> _Text passage_
--*--
If the replica is interrupted mid-sentence, the conversation.utterance event (role=replica) will still contain the full intended response. To track only the words the replica actually spoke, use streaming utterance events, which progressively report spoken text and indicate interruptions.

Utterance events can be used to keep track of what the user or the replica has said. To track how long an utterance lasts, please refer to duration in “User Started/Stopped Speaking” and “Replica Started/Stopped Speaking” events. When the speaker is the user and the persona uses Raven-1, properties may include user_audio_analysis (tone/delivery) and/or user_visual_analysis (appearance and demeanor). These fields are only present when there is relevant analysis for that utterance. This event includes a seq field for global ordering and a turn_idx field to identify which conversational turn the utterance belongs to. See Event Ordering and Turn Tracking for details.

message_type

string

Message type indicates what product this event will be used for. In this case, the message_type will be conversation

Example:

"conversation"

event_type

string

This is the type of event that is being sent back. This field will be present on all events and can be used to distinguish between different event types.
--*--
> _Excerpts of pointing data_
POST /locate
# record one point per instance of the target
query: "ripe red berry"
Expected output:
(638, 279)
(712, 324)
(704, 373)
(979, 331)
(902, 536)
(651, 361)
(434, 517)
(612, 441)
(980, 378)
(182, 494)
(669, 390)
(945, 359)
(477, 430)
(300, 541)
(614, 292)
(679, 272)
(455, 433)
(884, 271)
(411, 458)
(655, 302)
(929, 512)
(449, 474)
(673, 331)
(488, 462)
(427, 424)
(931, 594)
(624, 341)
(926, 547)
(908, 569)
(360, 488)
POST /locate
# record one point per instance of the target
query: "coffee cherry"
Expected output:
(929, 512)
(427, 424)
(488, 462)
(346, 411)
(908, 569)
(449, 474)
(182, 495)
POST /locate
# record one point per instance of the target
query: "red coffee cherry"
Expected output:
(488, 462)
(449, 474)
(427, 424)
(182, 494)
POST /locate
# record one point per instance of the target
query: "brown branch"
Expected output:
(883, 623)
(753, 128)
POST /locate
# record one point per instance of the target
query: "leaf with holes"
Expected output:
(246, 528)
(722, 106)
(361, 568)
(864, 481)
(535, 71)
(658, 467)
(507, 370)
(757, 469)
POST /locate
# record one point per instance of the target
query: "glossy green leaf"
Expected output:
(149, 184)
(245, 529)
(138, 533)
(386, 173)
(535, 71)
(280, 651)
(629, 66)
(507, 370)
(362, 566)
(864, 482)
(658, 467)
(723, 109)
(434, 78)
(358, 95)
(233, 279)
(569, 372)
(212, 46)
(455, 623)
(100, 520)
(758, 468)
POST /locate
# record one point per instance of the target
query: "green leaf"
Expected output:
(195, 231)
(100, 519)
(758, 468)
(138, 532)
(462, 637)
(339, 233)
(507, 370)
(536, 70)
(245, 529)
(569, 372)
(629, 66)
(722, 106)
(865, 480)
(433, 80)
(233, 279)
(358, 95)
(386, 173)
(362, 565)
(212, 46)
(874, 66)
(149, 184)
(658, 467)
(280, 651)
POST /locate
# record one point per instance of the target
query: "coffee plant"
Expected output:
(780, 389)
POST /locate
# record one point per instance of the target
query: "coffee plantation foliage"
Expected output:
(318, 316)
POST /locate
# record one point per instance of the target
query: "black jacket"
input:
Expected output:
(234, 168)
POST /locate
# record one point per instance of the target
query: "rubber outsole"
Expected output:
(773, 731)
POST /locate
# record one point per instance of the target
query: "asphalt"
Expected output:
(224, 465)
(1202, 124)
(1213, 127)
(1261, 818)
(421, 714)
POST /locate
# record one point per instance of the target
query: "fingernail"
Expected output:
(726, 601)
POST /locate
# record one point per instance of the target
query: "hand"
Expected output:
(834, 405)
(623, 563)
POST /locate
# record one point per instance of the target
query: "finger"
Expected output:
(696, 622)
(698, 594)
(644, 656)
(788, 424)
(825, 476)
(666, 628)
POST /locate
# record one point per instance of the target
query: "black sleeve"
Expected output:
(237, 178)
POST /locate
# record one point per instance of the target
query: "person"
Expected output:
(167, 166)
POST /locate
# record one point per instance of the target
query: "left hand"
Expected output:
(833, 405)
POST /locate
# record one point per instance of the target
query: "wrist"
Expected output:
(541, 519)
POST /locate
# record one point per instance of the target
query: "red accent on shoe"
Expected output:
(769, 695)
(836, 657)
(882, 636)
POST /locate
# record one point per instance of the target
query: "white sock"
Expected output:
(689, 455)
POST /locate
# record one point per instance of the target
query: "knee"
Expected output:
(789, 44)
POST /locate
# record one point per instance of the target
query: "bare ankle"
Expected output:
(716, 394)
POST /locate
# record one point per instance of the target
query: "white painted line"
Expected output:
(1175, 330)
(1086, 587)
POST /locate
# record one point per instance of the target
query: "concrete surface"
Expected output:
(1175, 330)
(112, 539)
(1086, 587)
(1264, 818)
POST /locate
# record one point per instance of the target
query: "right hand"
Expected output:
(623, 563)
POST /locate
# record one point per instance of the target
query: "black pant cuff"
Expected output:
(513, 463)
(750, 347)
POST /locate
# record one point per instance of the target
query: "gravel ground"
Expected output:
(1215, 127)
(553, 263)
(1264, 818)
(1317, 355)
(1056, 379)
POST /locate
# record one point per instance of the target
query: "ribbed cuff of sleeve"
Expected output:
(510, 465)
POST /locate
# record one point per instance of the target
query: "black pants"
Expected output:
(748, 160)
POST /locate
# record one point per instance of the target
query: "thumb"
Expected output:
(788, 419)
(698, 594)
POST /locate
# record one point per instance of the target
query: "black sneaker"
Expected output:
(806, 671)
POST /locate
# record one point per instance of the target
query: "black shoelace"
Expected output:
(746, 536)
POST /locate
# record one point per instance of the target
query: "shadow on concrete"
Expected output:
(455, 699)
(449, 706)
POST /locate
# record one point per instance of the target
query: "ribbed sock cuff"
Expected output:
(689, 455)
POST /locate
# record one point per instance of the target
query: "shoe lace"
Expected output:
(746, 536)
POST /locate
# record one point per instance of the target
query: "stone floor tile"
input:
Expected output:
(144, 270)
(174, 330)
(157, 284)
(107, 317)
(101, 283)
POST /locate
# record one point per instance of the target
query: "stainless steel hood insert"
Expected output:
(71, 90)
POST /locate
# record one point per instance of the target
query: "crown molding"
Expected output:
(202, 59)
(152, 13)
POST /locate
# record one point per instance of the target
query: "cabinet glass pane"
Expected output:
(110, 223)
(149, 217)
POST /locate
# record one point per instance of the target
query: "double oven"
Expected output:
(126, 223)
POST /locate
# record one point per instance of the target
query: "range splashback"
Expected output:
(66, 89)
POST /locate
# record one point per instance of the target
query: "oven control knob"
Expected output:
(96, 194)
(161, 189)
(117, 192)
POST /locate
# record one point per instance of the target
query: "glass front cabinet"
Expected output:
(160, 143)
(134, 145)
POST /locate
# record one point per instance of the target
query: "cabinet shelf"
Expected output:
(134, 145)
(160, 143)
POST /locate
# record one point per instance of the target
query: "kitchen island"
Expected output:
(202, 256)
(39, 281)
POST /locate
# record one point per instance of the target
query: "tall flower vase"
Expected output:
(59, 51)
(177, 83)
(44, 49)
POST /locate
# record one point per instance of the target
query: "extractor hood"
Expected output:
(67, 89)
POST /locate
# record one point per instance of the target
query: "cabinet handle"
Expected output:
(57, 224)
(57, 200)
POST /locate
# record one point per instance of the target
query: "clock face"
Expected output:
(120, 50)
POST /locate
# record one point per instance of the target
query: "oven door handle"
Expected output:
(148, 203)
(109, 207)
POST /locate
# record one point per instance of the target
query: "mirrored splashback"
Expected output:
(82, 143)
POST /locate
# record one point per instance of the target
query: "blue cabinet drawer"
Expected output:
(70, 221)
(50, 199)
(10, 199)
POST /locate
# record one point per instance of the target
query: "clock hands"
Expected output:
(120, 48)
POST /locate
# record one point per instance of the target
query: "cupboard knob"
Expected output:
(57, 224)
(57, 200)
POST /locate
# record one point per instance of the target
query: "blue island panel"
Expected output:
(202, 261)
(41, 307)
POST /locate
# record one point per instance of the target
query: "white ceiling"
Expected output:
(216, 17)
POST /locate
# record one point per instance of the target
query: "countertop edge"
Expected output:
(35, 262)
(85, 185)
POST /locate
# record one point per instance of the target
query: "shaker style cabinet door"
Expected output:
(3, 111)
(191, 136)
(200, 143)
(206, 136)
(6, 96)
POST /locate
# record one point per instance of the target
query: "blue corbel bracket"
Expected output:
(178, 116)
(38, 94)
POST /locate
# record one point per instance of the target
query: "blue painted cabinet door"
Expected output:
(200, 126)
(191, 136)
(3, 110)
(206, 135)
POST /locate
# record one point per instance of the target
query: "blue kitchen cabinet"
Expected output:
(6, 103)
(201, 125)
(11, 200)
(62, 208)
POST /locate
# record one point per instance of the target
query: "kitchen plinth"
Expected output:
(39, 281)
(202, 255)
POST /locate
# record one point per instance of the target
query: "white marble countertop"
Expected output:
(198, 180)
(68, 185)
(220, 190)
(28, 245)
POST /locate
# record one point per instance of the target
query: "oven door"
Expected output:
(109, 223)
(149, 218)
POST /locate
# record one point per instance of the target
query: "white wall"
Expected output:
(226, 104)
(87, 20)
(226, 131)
--*--
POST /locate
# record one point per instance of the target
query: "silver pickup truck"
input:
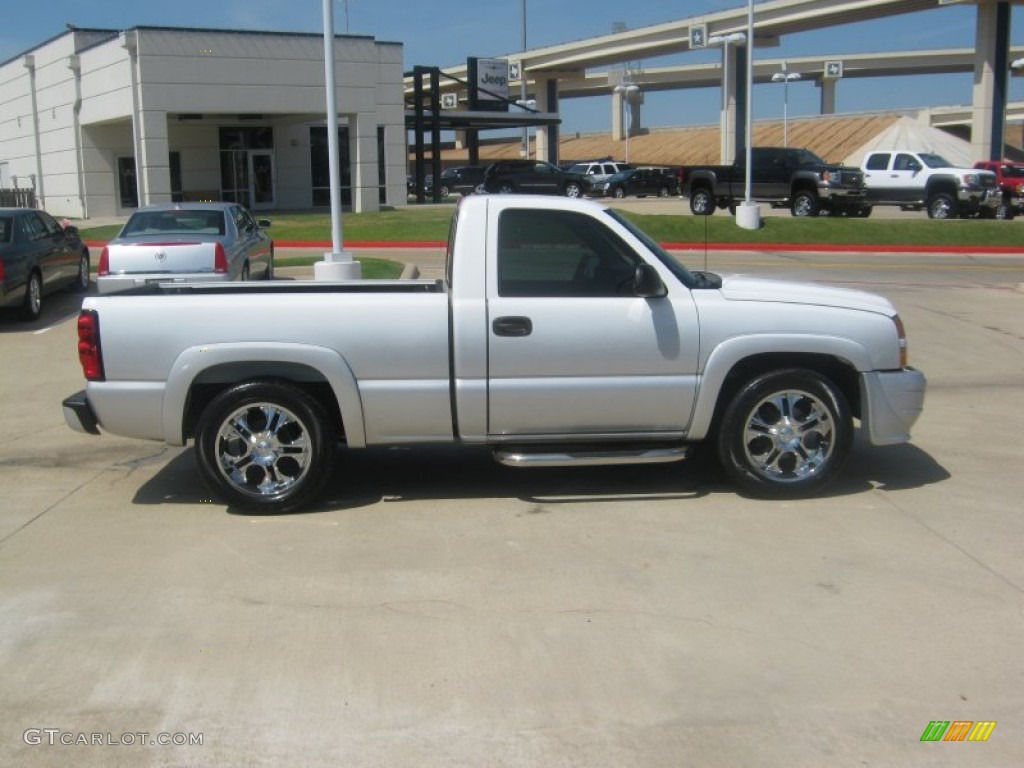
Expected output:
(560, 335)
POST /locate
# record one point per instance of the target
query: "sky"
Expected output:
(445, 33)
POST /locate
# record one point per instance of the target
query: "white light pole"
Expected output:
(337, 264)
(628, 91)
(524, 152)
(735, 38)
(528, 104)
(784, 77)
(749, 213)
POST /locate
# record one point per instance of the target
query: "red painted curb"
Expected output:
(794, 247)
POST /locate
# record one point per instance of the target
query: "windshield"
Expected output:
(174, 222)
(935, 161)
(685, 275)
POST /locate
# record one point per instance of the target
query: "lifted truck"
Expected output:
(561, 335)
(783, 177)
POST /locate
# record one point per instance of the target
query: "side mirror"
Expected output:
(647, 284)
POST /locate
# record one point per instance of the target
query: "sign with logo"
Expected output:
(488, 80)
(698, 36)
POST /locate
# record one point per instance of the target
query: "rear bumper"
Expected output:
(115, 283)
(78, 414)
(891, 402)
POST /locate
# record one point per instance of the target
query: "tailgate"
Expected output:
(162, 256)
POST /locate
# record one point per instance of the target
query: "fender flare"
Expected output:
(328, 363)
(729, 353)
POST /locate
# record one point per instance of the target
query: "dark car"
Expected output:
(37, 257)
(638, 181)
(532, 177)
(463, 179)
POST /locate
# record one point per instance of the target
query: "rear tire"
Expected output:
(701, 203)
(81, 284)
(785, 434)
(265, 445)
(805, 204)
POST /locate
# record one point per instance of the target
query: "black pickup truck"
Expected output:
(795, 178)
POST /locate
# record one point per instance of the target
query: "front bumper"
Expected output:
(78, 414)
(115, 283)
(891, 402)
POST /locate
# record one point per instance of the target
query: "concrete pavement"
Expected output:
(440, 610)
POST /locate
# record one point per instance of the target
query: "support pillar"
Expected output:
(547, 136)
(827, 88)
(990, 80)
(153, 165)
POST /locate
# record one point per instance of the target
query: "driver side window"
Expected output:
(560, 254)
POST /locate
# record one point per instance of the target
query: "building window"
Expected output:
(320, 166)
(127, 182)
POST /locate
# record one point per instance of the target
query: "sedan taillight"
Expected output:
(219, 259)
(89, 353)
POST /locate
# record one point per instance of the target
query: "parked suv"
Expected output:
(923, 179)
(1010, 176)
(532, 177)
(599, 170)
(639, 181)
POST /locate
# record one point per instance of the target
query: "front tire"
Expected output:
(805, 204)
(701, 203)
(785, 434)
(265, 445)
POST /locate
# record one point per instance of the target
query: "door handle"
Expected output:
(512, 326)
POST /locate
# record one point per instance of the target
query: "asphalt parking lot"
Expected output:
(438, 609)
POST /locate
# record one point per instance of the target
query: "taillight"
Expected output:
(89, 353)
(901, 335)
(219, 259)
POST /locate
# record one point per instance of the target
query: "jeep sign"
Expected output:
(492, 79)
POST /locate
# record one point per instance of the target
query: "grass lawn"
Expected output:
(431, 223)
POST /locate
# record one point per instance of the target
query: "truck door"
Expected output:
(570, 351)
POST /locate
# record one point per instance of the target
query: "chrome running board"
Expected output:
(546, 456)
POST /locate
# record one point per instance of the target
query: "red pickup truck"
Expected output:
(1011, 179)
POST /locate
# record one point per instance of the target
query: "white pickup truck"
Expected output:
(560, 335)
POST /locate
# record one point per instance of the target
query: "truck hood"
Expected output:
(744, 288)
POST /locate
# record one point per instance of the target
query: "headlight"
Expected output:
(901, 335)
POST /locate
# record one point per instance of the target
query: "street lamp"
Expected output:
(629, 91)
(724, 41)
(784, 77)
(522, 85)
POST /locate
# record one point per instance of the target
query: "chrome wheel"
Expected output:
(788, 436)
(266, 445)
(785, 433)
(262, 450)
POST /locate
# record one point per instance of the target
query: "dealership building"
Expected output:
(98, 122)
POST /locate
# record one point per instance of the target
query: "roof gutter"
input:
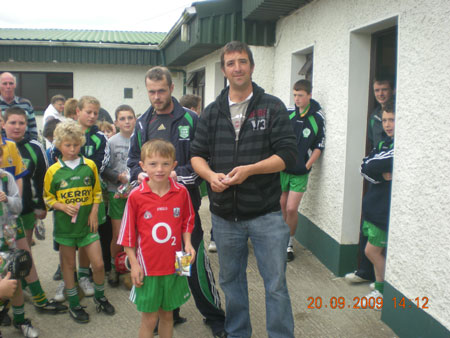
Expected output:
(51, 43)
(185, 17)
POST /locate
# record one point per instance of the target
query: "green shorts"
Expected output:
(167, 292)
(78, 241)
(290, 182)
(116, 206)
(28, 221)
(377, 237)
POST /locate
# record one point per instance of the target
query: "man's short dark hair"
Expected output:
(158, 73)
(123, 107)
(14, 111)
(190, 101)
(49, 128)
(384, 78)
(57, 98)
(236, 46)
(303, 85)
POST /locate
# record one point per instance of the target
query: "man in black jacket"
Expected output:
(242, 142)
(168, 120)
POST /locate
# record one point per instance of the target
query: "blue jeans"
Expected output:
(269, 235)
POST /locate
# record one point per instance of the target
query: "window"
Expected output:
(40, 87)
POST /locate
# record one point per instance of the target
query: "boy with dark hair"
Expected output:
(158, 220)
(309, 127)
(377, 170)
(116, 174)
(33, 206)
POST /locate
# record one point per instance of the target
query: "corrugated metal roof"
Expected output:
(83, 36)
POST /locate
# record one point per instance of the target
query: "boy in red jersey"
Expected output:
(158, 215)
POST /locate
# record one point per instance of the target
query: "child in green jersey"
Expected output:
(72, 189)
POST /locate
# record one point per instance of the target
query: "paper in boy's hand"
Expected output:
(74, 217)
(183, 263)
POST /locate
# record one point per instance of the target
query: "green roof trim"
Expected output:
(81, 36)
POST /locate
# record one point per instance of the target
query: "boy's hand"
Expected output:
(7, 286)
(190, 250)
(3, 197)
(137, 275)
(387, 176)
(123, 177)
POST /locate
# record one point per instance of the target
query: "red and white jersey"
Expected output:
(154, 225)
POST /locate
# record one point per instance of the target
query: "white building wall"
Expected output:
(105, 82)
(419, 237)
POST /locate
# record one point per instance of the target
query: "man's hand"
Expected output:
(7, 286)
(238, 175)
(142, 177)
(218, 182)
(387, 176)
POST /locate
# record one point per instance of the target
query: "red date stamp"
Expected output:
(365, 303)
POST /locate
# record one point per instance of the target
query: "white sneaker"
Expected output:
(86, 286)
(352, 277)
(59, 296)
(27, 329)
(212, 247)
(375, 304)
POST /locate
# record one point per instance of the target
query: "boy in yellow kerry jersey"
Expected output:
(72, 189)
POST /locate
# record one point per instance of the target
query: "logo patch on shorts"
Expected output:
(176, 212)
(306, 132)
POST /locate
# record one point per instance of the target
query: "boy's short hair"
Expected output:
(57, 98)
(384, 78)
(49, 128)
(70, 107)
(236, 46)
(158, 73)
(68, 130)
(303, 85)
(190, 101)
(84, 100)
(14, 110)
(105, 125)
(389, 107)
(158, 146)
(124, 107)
--*--
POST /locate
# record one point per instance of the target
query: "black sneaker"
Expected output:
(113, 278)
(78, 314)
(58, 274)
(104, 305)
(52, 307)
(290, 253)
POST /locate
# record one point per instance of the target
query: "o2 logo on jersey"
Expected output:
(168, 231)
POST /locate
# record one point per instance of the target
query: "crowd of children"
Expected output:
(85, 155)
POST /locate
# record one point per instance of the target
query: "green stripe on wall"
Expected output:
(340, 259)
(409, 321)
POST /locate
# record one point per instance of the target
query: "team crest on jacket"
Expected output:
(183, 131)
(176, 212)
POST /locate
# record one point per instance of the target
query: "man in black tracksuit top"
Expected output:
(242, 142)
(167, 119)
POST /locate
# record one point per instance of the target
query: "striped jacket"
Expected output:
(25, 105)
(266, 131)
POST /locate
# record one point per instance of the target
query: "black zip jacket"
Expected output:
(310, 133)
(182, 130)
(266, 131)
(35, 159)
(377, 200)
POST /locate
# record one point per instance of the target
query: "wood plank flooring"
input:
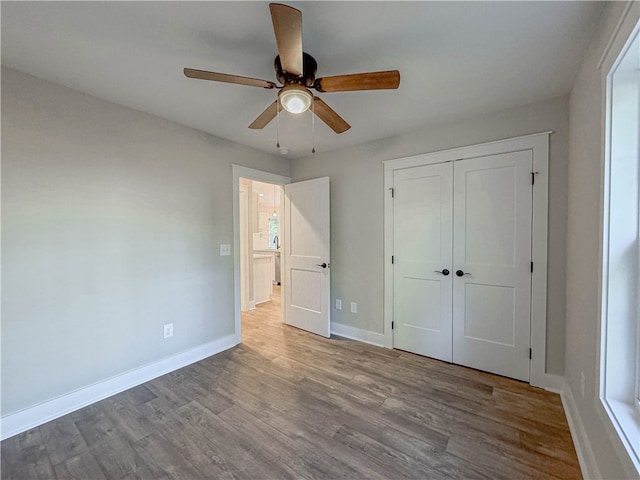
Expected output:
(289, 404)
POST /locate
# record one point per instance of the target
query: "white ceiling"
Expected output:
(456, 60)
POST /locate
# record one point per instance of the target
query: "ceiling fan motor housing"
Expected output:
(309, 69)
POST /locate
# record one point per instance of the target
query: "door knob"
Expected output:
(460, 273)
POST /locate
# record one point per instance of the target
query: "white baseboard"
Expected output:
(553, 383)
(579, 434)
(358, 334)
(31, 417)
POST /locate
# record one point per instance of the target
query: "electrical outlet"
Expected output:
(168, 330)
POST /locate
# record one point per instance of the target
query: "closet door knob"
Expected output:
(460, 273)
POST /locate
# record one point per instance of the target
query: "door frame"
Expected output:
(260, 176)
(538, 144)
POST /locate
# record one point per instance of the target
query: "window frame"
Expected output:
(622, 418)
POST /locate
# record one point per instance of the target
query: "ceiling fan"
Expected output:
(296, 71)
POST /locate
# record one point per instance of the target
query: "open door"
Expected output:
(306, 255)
--*--
> _Short task 1_
Transcribe the part of the utterance event documentation that opens with the words containing "If the replica" and closes with "and indicate interruptions.".
> _Short task 2_
For each statement, say whether the utterance event documentation supports it, answering yes or no and quoting the deciding words: (a) When the replica is interrupted mid-sentence, the conversation.utterance event holds only the words actually spoken. (b) The user_audio_analysis and user_visual_analysis fields appear only when there is relevant analysis for the utterance. (c) The event_type field is present on all events.
> _Short task 3_
According to the utterance event documentation, which field identifies the conversational turn to which an utterance belongs?
The entries have no connection to the utterance event documentation.

> _Expected answer 1_
If the replica is interrupted mid-sentence, the conversation.utterance event (role=replica) will still contain the full intended response. To track only the words the replica actually spoke, use streaming utterance events, which progressively report spoken text and indicate interruptions.

> _Expected answer 2_
(a) No: "the conversation.utterance event (role=replica) will still contain the full intended response."
(b) Yes: "These fields are only present when there is relevant analysis for that utterance."
(c) Yes: "This field will be present on all events"

> _Expected answer 3_
The turn_idx field.